WHAT TO DO:
Write out each item below word for word, changing nothing.

PROVIDED RECORDS:
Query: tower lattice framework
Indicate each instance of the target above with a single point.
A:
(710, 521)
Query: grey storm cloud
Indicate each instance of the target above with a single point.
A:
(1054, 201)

COMPLETE OUTPUT:
Query: tower lattice framework
Indicate each instance of the target above with a single point.
A:
(710, 521)
Query: grey storm cloud
Indicate each instance of the target above with a single point.
A:
(1054, 201)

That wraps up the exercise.